Objective.
Drop the pictures and extract exactly the lines from the one that contains "If you could mark the shoreline" through the end of the material.

Data entries.
★ ★ ★
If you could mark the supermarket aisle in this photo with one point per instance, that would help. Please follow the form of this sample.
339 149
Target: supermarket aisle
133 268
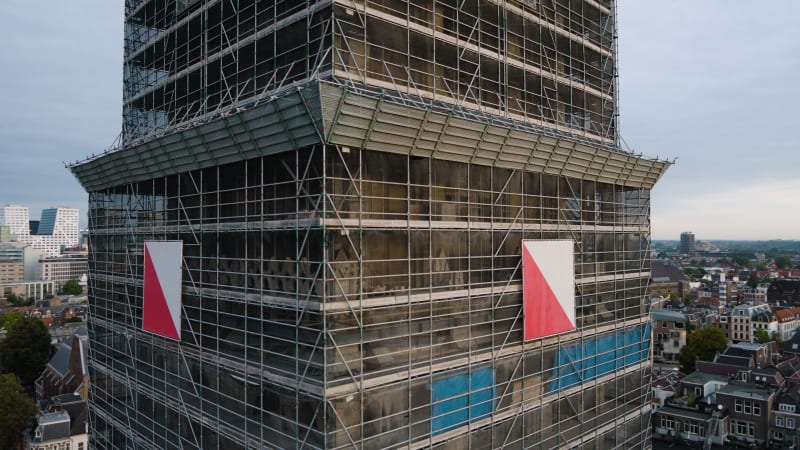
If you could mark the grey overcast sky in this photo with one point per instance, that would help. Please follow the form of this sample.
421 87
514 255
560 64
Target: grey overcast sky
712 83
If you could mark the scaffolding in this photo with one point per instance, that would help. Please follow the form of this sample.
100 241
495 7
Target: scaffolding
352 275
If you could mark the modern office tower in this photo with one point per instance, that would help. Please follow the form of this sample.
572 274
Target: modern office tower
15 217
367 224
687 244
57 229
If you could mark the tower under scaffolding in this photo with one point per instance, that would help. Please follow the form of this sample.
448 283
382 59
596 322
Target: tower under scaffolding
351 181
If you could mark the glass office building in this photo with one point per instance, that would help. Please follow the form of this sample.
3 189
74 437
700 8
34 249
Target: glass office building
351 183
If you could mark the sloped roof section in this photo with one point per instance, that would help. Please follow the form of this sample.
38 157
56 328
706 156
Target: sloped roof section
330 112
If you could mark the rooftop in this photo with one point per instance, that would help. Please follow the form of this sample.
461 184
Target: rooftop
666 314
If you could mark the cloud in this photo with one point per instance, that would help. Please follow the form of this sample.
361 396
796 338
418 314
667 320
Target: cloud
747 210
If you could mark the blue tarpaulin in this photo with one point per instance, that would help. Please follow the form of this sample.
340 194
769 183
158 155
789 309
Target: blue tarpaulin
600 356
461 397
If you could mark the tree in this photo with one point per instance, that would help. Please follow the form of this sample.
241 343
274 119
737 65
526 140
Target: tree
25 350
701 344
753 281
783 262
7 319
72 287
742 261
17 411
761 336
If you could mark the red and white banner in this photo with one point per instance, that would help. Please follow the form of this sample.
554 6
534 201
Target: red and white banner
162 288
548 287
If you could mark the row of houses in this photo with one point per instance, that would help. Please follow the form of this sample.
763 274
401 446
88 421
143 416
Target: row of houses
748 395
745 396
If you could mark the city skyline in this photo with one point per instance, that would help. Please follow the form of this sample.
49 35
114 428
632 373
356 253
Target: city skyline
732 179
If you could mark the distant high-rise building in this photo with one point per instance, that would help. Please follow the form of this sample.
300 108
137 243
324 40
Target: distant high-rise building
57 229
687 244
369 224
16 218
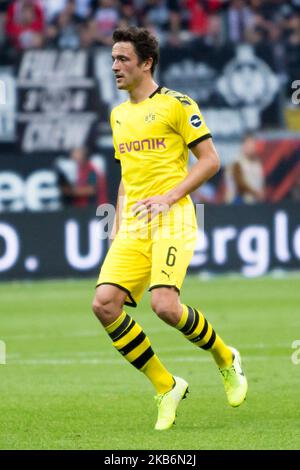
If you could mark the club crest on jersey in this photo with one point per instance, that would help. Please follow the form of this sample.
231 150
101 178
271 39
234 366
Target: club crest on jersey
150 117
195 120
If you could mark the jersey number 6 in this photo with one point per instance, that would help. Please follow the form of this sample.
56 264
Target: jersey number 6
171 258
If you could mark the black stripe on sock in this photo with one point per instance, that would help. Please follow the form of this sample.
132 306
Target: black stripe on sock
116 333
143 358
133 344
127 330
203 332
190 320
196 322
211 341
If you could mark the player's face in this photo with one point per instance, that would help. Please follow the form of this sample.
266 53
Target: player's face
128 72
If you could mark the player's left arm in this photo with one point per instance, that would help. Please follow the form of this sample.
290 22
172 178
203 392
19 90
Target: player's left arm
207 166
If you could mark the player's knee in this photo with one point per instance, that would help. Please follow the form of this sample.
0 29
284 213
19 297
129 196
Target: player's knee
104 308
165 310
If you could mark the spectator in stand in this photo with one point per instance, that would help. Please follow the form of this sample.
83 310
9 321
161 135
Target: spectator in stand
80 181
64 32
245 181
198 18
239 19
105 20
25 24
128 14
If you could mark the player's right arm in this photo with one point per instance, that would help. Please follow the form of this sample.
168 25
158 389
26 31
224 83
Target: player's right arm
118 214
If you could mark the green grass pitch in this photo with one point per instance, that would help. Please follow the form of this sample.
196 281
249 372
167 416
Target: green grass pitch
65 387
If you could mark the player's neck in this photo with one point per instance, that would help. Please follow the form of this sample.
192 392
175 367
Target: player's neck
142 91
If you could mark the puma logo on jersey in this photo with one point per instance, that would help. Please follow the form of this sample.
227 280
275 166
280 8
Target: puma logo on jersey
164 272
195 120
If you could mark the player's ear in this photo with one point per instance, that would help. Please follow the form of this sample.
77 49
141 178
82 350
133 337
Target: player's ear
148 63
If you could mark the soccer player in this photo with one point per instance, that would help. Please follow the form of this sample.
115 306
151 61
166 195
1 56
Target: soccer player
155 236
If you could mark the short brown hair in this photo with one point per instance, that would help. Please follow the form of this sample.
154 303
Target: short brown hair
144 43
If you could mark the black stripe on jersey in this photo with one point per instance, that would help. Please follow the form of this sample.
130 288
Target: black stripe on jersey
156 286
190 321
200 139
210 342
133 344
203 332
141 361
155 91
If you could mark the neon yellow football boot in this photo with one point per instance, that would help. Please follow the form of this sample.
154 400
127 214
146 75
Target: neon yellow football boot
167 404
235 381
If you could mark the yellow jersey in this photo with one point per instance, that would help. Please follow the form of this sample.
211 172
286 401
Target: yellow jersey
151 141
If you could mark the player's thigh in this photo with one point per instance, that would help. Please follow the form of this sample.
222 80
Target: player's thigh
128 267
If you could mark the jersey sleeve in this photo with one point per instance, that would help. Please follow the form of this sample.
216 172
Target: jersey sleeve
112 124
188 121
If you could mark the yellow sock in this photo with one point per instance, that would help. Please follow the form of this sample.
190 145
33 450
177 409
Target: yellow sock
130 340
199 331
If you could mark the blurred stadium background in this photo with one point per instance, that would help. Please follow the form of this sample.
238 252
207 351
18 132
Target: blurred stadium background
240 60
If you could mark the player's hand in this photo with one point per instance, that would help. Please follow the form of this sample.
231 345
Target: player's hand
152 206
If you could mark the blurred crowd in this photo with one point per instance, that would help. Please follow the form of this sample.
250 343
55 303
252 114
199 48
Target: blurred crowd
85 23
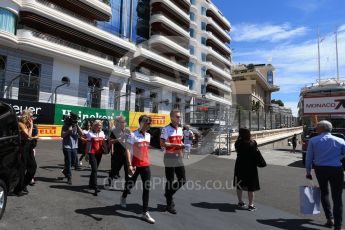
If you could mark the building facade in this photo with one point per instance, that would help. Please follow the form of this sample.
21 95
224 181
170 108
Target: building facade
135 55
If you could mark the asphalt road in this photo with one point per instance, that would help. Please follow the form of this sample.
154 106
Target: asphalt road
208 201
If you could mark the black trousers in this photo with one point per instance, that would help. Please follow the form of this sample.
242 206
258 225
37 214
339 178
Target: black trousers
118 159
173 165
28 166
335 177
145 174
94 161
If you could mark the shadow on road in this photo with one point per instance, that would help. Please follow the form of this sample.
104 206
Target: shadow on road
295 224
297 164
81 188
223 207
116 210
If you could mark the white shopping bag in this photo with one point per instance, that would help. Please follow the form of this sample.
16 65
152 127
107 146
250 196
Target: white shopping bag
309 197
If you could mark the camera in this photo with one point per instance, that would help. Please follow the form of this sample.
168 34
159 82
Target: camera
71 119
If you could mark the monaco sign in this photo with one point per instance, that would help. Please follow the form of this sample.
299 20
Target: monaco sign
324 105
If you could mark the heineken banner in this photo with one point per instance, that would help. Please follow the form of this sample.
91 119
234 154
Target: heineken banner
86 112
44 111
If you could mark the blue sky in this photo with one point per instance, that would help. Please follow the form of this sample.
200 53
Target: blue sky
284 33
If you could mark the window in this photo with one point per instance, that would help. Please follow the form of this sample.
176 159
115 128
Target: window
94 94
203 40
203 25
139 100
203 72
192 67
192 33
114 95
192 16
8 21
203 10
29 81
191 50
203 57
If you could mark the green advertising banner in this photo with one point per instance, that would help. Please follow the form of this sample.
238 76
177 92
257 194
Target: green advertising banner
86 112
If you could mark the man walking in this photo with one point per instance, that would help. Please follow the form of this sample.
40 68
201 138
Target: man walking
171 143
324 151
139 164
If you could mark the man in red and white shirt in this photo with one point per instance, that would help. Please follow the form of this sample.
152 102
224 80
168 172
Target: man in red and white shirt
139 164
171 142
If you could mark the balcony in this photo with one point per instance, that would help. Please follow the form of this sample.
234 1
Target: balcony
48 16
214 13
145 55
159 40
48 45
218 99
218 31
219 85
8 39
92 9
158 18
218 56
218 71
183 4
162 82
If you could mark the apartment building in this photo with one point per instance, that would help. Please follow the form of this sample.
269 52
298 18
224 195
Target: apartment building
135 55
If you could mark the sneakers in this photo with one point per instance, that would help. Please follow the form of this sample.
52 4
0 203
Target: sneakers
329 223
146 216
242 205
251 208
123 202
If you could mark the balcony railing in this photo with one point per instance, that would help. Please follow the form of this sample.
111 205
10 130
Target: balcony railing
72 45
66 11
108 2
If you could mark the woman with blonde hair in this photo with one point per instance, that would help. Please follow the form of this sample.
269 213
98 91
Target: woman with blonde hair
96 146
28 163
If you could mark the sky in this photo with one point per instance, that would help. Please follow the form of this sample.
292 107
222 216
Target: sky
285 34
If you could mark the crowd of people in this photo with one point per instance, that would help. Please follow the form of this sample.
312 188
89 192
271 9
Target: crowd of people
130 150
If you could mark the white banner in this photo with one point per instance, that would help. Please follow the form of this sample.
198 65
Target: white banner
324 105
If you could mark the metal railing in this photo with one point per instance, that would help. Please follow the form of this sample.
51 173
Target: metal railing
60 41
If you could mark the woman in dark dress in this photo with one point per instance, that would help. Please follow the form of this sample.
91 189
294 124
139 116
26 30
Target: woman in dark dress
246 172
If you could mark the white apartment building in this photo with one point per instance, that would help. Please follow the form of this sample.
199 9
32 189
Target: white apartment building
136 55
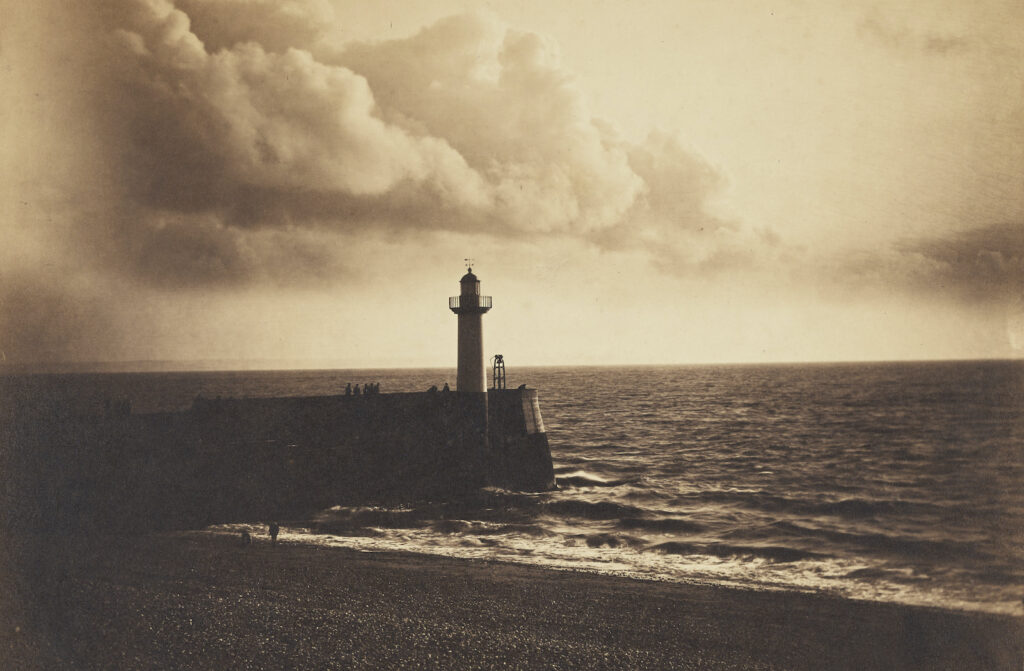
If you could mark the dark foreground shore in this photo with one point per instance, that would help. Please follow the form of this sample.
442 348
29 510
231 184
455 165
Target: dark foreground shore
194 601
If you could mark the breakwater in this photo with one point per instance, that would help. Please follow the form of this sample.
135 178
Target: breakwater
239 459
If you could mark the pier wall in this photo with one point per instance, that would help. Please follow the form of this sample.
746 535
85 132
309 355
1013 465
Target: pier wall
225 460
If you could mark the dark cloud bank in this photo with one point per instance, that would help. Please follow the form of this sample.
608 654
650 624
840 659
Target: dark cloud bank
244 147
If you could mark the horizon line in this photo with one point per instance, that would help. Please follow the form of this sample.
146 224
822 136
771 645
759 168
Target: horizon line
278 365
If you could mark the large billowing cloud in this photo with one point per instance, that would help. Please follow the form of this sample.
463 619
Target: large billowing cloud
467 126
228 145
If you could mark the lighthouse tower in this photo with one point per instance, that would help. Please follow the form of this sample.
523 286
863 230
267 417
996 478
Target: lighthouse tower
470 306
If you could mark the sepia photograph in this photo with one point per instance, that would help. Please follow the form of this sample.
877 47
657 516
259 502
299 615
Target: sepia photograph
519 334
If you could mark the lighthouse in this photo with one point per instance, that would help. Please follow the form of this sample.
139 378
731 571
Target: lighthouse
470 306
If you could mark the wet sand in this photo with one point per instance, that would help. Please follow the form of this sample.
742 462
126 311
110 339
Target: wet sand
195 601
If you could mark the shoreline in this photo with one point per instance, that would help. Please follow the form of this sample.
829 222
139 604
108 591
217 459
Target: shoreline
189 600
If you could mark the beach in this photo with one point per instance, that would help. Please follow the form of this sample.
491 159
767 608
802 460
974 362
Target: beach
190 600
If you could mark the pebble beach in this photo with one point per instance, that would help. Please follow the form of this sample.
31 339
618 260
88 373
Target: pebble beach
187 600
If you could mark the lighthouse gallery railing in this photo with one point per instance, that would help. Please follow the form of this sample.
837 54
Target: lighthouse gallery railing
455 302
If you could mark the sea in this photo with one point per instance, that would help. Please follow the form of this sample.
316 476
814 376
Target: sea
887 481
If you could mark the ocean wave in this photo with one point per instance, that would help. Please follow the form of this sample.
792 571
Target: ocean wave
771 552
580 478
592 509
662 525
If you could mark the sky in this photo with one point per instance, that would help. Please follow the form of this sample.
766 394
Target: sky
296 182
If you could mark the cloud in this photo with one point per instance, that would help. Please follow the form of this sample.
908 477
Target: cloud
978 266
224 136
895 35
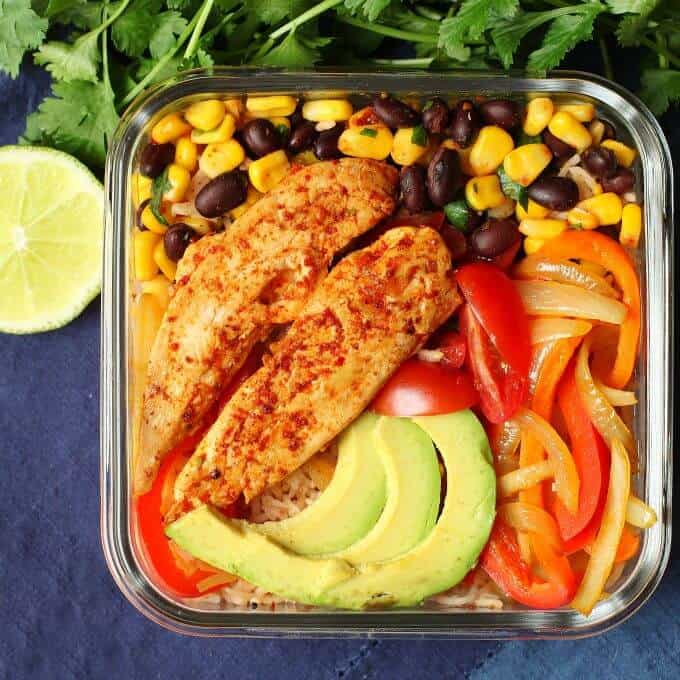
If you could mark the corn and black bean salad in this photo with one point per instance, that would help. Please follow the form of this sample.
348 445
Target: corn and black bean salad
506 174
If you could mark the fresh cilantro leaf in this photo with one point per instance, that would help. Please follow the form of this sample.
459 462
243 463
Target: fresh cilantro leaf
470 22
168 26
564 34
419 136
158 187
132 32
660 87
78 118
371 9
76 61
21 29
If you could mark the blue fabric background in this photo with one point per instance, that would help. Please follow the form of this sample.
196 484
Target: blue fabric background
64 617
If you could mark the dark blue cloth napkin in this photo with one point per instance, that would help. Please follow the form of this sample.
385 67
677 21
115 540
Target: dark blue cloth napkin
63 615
★ ★ ★
Correct output.
If you could mark the shoreline in this photo with one point per instance, that would help. Please follow the form of this sample.
829 222
139 604
108 591
217 459
Target: shoreline
189 600
If you could mark the beach in this photo with one point per instance, that would help. Please follow the form of this sample.
491 159
767 608
802 460
974 362
Target: beach
190 600
If you could mark the pebble beach in this photo with one point per instance, that would help. Please follow the form of this sample.
31 339
618 260
88 373
Target: pebble beach
187 600
If you could mark the lighthouse gallery railing in this photo with one point per instance, that would help. Please follow the form of this sample.
837 54
Target: lighthouse gallery railing
455 302
If you could mark the sea in this photo with one point per instance, that would help. Please follow the form of this sample.
316 476
814 376
Target: sea
887 481
If you could mark the ocean wave in this photo with one point per instance, that would help. Please follow the form of this sample.
792 571
Target: ocean wave
771 552
580 478
592 509
662 525
If you could mark the sky in this photo with one point per instance, that would help. Please follow the form of this sample.
766 394
Target: sky
296 182
If you could mark the cloud in this photo with one point per instance, that would help. Please follow the form of this sample.
908 477
Target: cloud
978 266
224 136
895 35
If you could mark the corn and black bean salad in this photo with one point per instance, that would help. Please follow the form of this sample.
348 445
Target: corn and black bean salad
506 174
If you could mark the fresh cilantro leaf in this photo with one point per instance, that would help. Please follow the form of this sample.
459 462
243 463
Target: fresh cilantro leaf
470 22
168 26
564 34
419 136
158 187
132 32
660 87
78 118
371 9
76 61
21 29
If you could mark the blue fabric background in this photo with one point per instance, that would help. Please follow the form of this sample.
196 484
Target: blue fabric background
64 617
If you could mark the dark blue cloth napkin in this photo with one point per instance, that would help. Please follow the form of this sample.
385 67
677 21
115 540
Target: dark blue cloth napkin
63 615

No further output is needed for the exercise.